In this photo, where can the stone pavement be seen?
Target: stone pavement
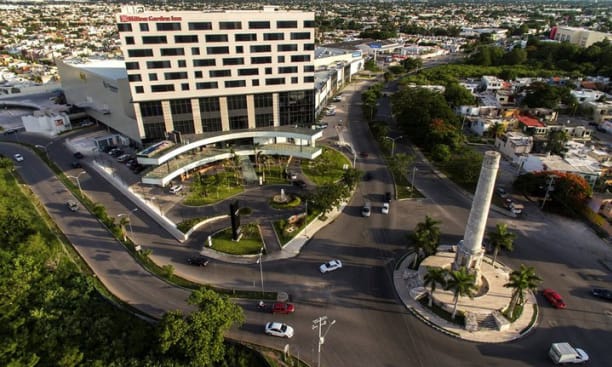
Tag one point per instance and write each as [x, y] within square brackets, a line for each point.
[408, 284]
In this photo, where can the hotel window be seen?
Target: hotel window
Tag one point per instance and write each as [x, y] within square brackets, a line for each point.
[180, 106]
[184, 126]
[261, 60]
[274, 36]
[219, 73]
[168, 26]
[259, 25]
[287, 69]
[207, 85]
[286, 24]
[261, 48]
[217, 50]
[300, 35]
[172, 52]
[253, 71]
[191, 38]
[275, 81]
[286, 47]
[235, 83]
[151, 40]
[216, 38]
[233, 61]
[300, 58]
[245, 37]
[153, 108]
[140, 53]
[158, 64]
[230, 25]
[132, 65]
[175, 75]
[204, 62]
[236, 103]
[124, 27]
[199, 26]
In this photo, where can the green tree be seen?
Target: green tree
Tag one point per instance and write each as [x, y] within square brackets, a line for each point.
[425, 238]
[432, 278]
[197, 338]
[520, 281]
[462, 284]
[501, 239]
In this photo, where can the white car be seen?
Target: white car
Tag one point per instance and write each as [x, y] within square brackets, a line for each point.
[330, 266]
[279, 329]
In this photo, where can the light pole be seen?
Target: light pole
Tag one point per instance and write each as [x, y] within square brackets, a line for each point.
[261, 268]
[77, 180]
[393, 143]
[318, 324]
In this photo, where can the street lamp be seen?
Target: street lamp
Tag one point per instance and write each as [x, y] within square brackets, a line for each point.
[393, 143]
[77, 180]
[318, 324]
[261, 268]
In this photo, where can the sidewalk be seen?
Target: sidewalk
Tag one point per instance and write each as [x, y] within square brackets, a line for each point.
[406, 280]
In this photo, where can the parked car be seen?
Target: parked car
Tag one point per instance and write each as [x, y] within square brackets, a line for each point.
[283, 307]
[198, 261]
[554, 298]
[175, 189]
[72, 205]
[279, 329]
[385, 208]
[602, 293]
[330, 266]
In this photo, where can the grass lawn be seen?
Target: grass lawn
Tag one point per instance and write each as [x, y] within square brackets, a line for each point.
[327, 168]
[249, 244]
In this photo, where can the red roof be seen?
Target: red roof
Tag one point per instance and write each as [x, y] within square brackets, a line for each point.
[530, 121]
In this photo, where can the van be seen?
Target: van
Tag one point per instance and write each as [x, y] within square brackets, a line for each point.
[366, 210]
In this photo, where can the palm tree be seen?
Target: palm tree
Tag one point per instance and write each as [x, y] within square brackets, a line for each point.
[501, 239]
[521, 280]
[426, 237]
[432, 278]
[462, 284]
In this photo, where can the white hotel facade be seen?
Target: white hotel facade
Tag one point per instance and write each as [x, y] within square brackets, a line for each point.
[221, 83]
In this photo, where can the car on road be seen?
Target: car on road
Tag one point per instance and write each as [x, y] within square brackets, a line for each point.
[72, 205]
[385, 208]
[279, 329]
[283, 307]
[198, 261]
[602, 293]
[330, 266]
[554, 298]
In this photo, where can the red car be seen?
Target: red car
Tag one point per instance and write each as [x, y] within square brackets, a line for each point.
[283, 307]
[554, 298]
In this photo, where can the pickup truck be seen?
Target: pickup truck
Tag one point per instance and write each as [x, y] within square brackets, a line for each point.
[565, 353]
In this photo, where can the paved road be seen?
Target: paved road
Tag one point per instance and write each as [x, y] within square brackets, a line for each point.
[372, 328]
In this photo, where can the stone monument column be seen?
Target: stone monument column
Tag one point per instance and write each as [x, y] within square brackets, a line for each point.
[470, 251]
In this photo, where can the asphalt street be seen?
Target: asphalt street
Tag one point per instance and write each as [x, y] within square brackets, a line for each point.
[372, 327]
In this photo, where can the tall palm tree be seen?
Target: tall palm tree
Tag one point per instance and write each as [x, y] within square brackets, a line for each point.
[462, 284]
[426, 237]
[432, 278]
[501, 239]
[521, 280]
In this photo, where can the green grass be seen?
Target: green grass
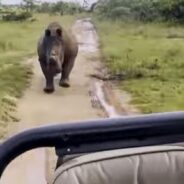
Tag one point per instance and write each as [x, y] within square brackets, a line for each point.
[150, 57]
[18, 41]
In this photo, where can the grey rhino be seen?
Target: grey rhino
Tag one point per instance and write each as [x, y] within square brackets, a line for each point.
[57, 51]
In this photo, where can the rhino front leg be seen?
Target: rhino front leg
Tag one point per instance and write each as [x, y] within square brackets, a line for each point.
[66, 70]
[49, 86]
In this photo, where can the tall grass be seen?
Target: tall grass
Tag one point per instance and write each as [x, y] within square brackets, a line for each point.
[150, 57]
[17, 42]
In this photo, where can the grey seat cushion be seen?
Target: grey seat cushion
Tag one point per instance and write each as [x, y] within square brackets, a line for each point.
[148, 165]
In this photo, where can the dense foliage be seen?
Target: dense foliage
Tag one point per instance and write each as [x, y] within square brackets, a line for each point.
[144, 10]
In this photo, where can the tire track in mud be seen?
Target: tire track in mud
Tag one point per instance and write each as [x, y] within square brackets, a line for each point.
[84, 100]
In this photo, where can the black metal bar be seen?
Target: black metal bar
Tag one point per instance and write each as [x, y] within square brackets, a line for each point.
[97, 135]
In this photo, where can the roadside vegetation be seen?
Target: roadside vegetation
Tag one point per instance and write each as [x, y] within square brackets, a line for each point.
[142, 44]
[18, 39]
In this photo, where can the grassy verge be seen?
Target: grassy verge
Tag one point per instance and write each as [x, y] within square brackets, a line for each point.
[150, 59]
[18, 41]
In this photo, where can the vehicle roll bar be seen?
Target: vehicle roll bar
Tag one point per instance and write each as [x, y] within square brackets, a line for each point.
[97, 135]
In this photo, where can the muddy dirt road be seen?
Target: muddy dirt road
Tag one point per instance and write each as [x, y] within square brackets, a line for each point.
[37, 108]
[79, 102]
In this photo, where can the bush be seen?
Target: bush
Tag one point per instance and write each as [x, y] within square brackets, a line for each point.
[143, 10]
[13, 16]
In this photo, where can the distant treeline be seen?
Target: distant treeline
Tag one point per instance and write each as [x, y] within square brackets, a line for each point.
[26, 10]
[59, 7]
[143, 10]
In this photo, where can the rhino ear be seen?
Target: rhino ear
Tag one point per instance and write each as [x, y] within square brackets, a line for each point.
[47, 32]
[59, 32]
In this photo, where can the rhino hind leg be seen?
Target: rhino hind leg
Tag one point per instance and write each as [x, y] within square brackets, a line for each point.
[49, 87]
[66, 70]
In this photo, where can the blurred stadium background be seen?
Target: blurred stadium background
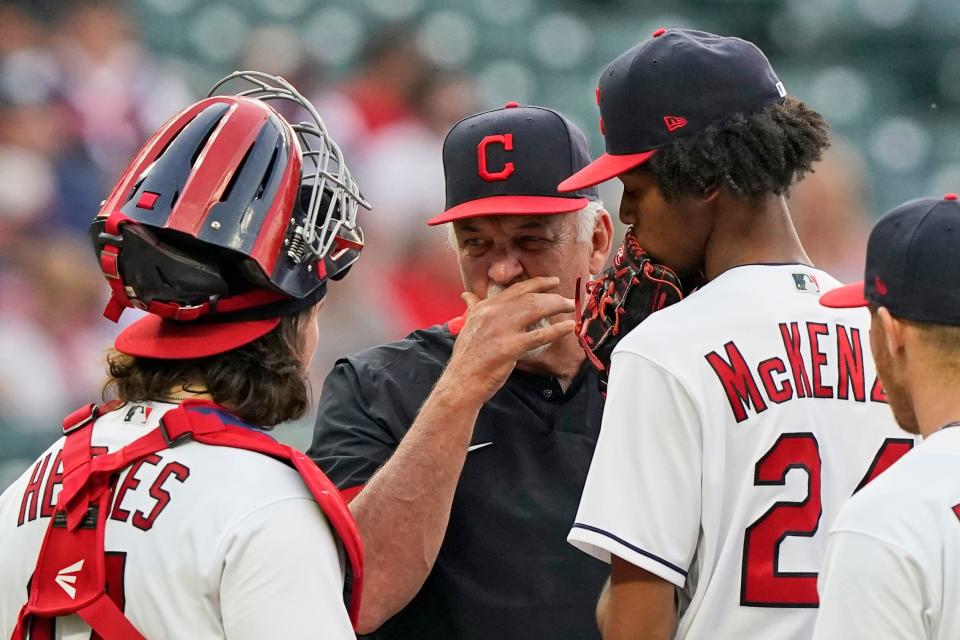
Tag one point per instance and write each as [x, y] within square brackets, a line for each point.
[82, 83]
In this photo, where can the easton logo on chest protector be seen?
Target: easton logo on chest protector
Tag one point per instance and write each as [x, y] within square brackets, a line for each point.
[67, 577]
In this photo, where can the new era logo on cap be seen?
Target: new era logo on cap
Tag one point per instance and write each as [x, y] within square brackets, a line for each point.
[508, 162]
[674, 122]
[912, 264]
[674, 85]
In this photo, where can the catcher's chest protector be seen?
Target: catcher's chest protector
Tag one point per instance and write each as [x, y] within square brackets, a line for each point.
[70, 577]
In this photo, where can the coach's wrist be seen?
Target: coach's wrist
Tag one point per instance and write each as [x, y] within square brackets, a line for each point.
[460, 392]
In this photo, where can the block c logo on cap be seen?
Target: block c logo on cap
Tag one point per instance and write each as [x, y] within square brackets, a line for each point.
[505, 139]
[674, 122]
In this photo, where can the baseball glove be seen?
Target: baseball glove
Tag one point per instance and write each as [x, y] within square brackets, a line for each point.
[618, 300]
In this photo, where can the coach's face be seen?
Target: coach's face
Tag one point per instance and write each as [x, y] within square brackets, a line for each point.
[674, 233]
[495, 252]
[887, 345]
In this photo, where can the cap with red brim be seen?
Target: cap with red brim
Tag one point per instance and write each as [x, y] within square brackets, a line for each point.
[845, 297]
[510, 206]
[155, 337]
[604, 168]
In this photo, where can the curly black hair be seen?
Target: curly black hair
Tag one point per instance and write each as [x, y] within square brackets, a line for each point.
[749, 155]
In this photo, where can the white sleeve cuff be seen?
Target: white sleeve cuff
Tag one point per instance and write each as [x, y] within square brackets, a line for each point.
[601, 544]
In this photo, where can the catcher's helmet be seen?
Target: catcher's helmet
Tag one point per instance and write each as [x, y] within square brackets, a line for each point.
[228, 218]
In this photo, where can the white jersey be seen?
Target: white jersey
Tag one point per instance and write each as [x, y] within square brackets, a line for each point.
[202, 542]
[737, 423]
[892, 569]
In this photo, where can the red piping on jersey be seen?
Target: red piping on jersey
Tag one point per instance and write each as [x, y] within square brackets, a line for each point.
[74, 542]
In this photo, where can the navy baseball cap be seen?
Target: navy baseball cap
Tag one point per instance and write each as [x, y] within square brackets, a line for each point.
[913, 264]
[673, 86]
[508, 162]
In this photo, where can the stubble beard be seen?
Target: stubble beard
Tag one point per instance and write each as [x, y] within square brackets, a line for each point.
[897, 396]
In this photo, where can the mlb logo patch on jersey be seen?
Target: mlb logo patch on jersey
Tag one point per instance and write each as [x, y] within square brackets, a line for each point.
[806, 283]
[138, 413]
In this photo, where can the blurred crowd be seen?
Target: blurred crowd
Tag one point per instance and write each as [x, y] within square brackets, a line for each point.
[79, 93]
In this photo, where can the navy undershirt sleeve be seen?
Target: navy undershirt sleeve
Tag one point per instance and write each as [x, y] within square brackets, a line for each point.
[352, 438]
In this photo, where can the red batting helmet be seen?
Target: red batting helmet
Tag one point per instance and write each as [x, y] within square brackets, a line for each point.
[228, 218]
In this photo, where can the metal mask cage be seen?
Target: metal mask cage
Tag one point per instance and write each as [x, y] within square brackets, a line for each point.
[330, 224]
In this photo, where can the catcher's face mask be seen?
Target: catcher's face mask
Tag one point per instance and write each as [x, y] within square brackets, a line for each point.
[229, 214]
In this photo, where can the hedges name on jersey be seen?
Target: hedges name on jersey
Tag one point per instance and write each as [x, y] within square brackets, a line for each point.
[195, 539]
[738, 422]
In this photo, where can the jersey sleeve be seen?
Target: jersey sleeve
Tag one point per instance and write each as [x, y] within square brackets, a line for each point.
[641, 501]
[282, 576]
[351, 439]
[869, 589]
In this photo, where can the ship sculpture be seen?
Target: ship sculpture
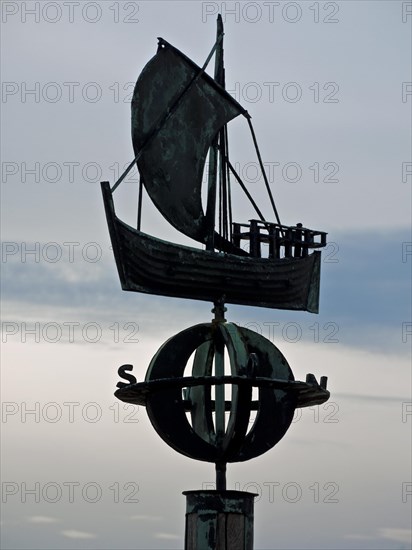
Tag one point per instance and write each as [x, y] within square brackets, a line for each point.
[180, 115]
[200, 406]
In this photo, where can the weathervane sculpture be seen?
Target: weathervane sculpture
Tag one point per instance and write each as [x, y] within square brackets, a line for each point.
[179, 117]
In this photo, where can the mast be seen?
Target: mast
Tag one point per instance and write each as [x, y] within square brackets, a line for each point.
[213, 152]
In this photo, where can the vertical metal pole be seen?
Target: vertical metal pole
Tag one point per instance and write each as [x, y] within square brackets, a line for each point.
[212, 179]
[220, 427]
[219, 520]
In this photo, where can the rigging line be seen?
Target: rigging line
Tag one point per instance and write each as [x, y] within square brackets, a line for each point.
[229, 192]
[263, 171]
[139, 204]
[242, 185]
[169, 112]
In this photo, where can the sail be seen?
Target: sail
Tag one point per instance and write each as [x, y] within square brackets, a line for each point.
[175, 117]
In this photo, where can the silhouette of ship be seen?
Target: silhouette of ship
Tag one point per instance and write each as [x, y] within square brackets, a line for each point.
[179, 121]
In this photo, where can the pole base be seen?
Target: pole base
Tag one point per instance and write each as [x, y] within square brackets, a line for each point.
[219, 520]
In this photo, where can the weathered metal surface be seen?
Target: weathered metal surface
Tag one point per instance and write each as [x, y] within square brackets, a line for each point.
[254, 362]
[222, 520]
[150, 265]
[173, 160]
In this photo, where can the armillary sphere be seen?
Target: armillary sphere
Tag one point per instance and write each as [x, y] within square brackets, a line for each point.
[255, 362]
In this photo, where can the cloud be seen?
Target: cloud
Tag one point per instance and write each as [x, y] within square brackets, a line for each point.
[365, 295]
[73, 534]
[398, 535]
[168, 536]
[143, 517]
[42, 519]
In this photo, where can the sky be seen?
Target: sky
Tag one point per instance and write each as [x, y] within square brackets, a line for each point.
[328, 86]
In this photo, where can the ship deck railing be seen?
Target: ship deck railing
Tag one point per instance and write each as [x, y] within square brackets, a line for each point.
[283, 241]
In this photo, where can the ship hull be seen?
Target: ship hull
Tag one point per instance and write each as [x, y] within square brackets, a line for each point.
[153, 266]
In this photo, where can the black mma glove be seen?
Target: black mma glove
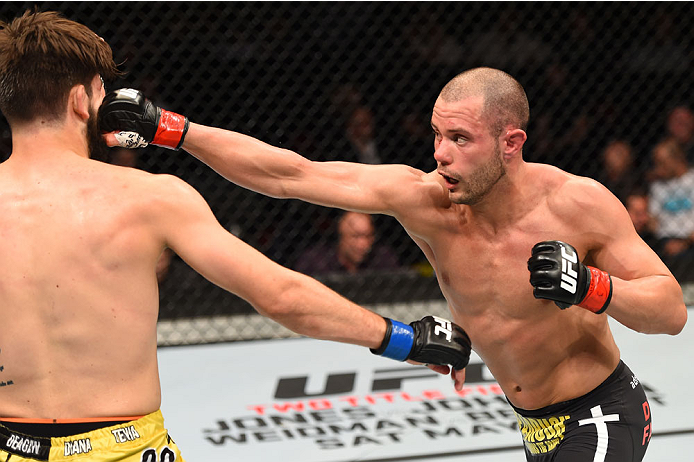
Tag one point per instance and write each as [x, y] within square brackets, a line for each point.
[556, 274]
[139, 122]
[431, 340]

++++++++

Instructions to follow:
Write out exactly the lines that fall from the line with "In this photo, where can the black metal" to the line with "Target: muddy dirt road" in the records above, keeping both ends.

Output below:
In this photo, where can the black metal bar be seen?
Target: black metal bar
Tag one point per instance and write each as [x, y] within square brackets, a line for each point.
[97, 135]
In this photo, where can the roadside vegetation be seen?
Target: roadside vegetation
Tag one point per instance and write each as [x, y] within square brackets, a line for each point.
[142, 44]
[18, 39]
In this photo, where can the grassy verge be seen?
Target: grassy verge
Tag one point per instance and write each as [x, y] within square brackets, a line for each point.
[150, 59]
[18, 41]
In this photo, where can the vehicle roll bar be seen?
Target: vehicle roll bar
Tag one point per instance and write each as [x, y] within square brackets, a line for each point.
[97, 135]
In this photo, where can the muddy dirt road be seen?
Target: muddy dirt road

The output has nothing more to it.